AVAILABLE DATA:
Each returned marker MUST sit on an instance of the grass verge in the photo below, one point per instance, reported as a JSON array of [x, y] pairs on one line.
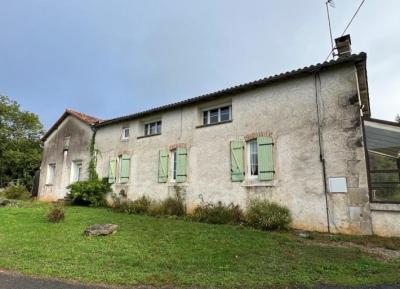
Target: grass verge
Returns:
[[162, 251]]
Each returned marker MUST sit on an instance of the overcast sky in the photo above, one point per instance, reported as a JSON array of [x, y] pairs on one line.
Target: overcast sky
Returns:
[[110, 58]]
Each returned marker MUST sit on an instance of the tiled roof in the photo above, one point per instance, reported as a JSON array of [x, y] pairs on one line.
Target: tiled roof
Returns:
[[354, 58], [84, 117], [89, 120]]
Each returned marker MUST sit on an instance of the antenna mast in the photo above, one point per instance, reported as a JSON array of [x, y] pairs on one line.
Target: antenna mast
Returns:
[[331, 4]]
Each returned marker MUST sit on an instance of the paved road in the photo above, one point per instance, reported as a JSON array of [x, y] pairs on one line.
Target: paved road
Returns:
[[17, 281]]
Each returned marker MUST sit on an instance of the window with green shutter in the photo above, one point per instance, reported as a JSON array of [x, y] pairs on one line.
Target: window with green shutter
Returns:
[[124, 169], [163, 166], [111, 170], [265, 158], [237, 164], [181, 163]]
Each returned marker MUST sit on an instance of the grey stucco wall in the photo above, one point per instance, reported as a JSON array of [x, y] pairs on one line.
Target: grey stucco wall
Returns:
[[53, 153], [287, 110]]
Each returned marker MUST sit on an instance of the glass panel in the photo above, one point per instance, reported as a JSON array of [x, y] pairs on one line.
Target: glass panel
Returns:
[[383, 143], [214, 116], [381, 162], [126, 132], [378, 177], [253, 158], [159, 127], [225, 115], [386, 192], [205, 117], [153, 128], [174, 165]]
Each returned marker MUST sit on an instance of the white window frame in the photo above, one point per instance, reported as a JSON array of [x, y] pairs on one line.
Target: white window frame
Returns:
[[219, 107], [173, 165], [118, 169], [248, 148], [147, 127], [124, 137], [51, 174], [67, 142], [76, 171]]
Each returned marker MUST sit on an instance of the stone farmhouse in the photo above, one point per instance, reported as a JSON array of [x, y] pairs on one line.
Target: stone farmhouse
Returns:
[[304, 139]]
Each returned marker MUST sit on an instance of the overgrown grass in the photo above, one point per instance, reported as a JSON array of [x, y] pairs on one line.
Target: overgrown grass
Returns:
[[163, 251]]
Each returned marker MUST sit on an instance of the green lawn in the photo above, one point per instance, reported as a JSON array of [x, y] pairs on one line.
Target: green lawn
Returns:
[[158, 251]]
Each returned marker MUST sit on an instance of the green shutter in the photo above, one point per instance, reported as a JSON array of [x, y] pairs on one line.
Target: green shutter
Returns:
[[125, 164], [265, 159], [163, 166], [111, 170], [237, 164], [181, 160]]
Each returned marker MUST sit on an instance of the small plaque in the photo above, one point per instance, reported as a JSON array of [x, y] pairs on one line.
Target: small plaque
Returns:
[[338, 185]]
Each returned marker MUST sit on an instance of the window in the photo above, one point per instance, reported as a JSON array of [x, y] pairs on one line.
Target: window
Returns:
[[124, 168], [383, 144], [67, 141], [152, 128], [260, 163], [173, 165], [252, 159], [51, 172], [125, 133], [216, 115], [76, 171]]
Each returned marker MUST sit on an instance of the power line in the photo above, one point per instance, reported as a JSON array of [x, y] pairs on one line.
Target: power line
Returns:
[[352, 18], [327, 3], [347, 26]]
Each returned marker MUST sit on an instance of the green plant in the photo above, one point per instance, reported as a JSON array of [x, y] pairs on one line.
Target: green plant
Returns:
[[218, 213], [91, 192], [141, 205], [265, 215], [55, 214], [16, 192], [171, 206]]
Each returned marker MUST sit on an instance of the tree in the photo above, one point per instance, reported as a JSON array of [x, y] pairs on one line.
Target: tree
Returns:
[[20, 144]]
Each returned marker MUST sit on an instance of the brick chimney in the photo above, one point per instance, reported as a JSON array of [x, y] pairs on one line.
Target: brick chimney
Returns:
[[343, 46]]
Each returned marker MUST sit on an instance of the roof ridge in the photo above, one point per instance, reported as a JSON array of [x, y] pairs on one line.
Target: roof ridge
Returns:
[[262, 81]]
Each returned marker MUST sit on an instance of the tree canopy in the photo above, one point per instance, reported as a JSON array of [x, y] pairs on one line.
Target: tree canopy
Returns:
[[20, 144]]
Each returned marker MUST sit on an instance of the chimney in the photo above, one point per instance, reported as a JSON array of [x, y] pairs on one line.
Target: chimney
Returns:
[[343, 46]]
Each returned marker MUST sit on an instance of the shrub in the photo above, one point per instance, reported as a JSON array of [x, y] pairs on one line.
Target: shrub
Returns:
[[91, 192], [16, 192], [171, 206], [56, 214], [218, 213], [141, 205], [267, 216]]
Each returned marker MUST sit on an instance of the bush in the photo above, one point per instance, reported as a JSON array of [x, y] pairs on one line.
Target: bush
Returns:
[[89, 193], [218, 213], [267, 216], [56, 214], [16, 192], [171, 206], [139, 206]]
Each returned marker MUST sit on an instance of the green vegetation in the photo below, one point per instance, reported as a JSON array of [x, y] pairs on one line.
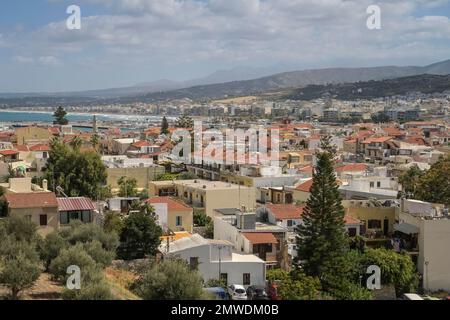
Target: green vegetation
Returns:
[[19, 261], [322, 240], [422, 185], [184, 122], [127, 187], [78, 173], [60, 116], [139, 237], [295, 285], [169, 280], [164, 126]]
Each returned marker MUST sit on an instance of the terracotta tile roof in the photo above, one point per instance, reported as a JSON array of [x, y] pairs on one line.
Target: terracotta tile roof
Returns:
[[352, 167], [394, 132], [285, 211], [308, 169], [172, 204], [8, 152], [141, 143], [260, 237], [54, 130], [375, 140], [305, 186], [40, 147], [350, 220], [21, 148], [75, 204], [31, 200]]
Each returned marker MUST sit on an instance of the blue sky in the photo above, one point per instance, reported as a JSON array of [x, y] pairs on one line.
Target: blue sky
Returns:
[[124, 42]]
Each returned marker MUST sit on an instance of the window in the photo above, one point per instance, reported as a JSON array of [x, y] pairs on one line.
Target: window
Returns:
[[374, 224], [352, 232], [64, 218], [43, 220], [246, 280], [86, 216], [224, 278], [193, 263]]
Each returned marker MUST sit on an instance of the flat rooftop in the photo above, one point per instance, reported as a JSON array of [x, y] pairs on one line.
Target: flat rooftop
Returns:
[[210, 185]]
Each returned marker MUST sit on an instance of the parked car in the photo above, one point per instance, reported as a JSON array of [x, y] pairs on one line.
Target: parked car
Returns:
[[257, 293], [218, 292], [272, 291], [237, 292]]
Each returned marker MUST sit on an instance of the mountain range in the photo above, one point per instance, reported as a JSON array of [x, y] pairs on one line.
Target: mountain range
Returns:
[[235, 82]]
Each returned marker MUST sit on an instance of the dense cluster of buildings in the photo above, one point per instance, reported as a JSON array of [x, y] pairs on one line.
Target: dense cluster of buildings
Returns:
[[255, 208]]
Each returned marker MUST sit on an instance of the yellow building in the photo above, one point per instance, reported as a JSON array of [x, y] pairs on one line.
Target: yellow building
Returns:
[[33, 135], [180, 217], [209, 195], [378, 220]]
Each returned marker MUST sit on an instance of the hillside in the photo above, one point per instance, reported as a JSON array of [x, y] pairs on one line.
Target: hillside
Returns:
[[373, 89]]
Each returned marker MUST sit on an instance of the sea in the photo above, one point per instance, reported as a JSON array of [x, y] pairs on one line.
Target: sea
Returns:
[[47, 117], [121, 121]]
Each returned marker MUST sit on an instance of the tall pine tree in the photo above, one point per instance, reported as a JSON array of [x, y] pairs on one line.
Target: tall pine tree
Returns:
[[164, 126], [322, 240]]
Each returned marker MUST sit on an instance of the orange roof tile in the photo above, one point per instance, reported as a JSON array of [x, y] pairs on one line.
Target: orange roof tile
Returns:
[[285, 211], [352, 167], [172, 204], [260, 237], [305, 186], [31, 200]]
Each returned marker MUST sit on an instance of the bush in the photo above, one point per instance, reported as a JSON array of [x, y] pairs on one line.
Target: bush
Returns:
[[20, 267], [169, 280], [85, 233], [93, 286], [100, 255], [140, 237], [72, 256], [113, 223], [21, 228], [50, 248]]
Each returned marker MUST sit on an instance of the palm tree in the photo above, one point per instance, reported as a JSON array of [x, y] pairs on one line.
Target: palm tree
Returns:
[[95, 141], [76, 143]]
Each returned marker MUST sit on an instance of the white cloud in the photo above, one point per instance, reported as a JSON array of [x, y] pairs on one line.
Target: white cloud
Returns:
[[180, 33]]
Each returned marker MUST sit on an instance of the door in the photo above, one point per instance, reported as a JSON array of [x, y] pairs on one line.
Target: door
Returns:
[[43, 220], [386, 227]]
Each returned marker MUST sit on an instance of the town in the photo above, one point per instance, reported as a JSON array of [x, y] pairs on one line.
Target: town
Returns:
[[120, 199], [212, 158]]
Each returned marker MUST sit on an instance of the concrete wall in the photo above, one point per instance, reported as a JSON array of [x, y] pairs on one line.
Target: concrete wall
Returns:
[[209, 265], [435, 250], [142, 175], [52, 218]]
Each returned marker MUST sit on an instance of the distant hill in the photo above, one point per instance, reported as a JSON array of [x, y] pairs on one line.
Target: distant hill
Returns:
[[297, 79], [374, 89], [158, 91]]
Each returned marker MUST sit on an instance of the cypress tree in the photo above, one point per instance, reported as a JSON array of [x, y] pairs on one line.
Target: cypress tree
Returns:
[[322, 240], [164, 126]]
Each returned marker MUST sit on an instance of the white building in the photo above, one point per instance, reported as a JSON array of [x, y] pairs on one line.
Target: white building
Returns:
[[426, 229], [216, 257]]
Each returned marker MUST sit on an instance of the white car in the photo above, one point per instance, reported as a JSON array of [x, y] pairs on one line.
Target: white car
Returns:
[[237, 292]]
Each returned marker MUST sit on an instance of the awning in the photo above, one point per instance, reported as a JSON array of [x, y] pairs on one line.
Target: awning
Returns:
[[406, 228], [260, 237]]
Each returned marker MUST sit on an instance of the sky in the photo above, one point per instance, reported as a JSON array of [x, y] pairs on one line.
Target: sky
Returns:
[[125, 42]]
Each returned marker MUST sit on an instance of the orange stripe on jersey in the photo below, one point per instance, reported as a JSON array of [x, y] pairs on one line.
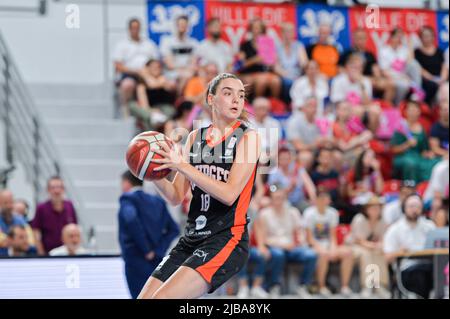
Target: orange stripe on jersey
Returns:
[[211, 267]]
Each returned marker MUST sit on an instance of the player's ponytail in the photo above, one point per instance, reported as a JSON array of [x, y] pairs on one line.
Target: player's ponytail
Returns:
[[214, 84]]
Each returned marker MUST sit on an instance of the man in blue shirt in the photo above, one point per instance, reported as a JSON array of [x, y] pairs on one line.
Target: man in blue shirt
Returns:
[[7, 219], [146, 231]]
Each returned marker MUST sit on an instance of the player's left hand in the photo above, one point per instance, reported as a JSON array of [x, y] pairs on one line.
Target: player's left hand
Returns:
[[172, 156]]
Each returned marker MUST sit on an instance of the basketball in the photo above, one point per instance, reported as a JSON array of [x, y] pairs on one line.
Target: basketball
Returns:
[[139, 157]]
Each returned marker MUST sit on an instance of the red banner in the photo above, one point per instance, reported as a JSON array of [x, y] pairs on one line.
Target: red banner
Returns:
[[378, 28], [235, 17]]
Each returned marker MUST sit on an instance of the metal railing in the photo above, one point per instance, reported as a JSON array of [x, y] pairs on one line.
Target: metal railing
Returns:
...
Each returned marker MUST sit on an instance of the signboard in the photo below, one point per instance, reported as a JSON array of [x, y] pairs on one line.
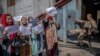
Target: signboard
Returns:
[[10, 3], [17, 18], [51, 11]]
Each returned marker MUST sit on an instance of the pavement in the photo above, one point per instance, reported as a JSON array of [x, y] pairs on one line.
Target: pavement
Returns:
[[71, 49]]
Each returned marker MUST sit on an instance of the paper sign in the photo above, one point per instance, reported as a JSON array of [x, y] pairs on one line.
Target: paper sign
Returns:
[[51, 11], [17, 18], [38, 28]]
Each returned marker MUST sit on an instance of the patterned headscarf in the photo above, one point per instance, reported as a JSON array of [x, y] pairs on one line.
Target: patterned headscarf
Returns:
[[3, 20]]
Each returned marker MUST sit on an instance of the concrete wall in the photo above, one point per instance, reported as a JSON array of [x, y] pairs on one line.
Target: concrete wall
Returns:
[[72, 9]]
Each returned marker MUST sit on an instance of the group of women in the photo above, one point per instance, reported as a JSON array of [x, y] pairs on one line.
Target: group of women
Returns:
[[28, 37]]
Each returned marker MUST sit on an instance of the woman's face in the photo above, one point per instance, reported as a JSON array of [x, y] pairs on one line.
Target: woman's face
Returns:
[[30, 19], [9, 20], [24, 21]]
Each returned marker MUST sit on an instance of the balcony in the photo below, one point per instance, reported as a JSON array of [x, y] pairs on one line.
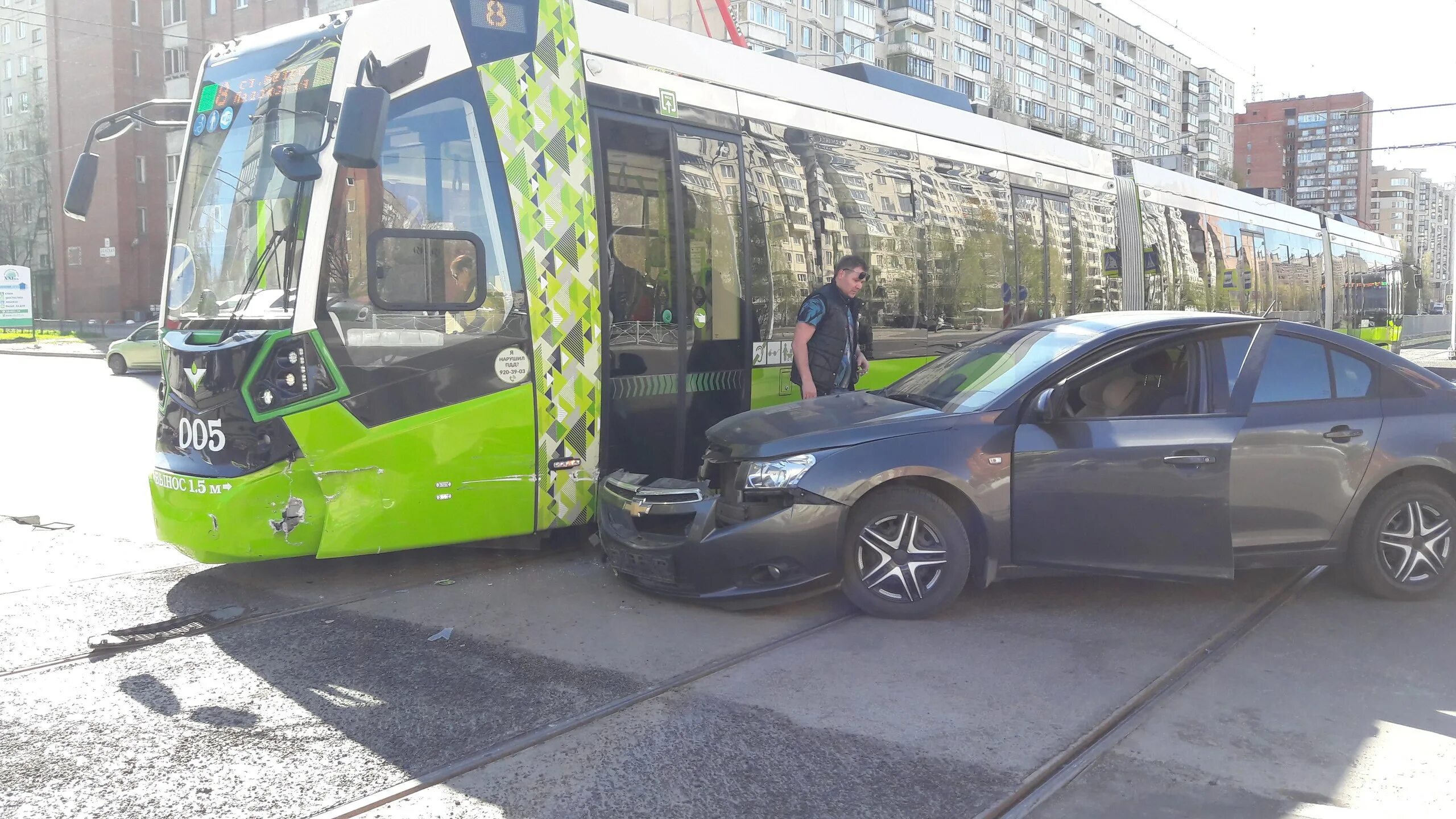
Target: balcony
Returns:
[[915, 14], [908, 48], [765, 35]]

EXERCISE DIRECTIONS:
All lines that hold the word "dense" should be copied from the data.

ANSWER TO THIS TASK:
Each returned marker MUST sit on an instance of the dense cluster of buildings in the photo above, one point per instance, reported as a JSON array of [x, y] pairs on one line.
Target: dense cluster of buildings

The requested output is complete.